[Image location labeling entries]

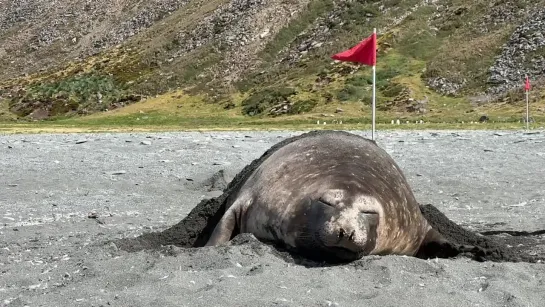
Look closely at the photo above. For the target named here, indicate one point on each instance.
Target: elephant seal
(334, 196)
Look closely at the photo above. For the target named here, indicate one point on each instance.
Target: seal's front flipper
(223, 231)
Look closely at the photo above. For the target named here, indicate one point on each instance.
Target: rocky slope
(78, 57)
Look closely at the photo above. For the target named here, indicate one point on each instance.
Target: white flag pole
(527, 108)
(374, 95)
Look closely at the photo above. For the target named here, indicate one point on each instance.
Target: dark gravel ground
(65, 197)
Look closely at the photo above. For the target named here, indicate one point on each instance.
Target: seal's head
(336, 228)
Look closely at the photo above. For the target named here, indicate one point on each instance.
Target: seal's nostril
(351, 238)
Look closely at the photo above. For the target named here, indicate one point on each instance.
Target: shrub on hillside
(263, 100)
(82, 93)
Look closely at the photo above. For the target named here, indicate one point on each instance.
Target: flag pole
(374, 95)
(527, 106)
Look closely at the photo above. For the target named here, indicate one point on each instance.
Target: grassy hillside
(202, 66)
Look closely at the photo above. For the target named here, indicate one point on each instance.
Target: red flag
(527, 85)
(365, 52)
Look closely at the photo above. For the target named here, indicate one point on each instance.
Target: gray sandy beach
(61, 195)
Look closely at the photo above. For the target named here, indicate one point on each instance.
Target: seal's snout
(343, 234)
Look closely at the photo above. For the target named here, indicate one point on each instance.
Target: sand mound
(195, 229)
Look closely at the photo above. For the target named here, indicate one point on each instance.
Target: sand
(68, 202)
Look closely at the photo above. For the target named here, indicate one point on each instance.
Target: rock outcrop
(523, 54)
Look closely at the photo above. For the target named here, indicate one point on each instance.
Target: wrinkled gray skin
(333, 195)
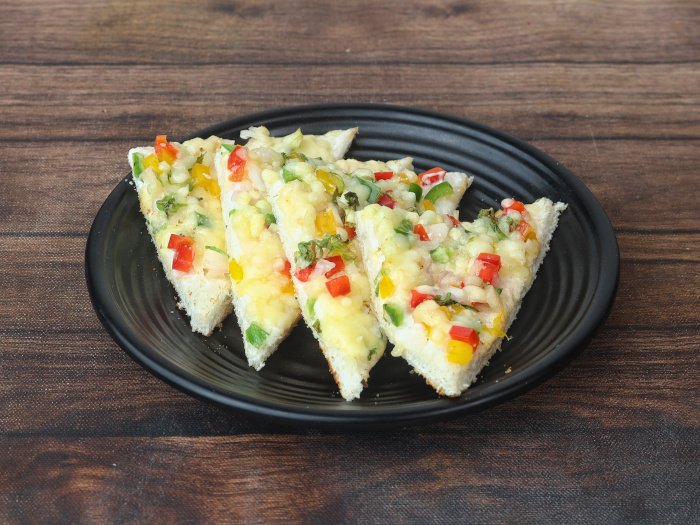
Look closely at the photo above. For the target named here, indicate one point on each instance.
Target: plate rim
(366, 417)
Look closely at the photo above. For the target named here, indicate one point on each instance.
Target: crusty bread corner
(449, 379)
(206, 301)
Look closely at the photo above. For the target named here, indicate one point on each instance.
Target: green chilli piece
(405, 227)
(374, 190)
(441, 254)
(255, 335)
(395, 313)
(137, 160)
(202, 220)
(443, 189)
(417, 190)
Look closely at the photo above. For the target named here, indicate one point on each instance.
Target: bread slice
(263, 294)
(446, 294)
(315, 204)
(179, 200)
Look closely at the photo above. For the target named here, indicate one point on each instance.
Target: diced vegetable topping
(374, 190)
(441, 254)
(430, 177)
(164, 150)
(325, 222)
(395, 313)
(488, 267)
(184, 252)
(419, 230)
(338, 286)
(405, 227)
(304, 274)
(235, 270)
(459, 352)
(169, 205)
(137, 161)
(386, 287)
(201, 175)
(443, 189)
(236, 163)
(418, 297)
(386, 200)
(333, 183)
(152, 162)
(339, 265)
(255, 335)
(416, 189)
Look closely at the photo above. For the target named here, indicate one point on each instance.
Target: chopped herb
(255, 335)
(444, 189)
(405, 227)
(215, 249)
(202, 220)
(316, 249)
(352, 199)
(169, 205)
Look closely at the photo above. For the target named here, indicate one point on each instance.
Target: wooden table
(609, 89)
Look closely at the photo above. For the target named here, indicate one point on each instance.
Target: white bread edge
(256, 356)
(207, 302)
(452, 380)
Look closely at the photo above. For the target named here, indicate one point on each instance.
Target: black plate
(562, 312)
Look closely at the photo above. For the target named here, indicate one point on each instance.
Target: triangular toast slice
(315, 204)
(180, 202)
(446, 292)
(263, 295)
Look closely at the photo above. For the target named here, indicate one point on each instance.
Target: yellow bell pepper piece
(201, 175)
(386, 287)
(235, 270)
(325, 222)
(459, 352)
(152, 162)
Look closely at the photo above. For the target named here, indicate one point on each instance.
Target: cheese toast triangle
(180, 202)
(446, 294)
(315, 204)
(263, 294)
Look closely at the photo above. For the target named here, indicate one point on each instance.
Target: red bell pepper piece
(164, 150)
(339, 265)
(304, 273)
(419, 230)
(184, 252)
(489, 265)
(338, 286)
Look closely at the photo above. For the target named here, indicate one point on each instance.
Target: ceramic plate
(560, 315)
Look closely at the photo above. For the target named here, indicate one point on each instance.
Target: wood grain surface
(609, 89)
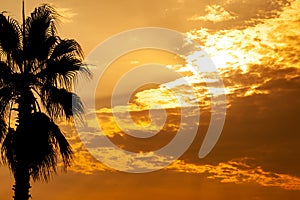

**Work to complete:** Please pull out every line of the listing above that contains the word "pole". Case counts.

**Correct output:**
Target: white flag pole
Target: flag pole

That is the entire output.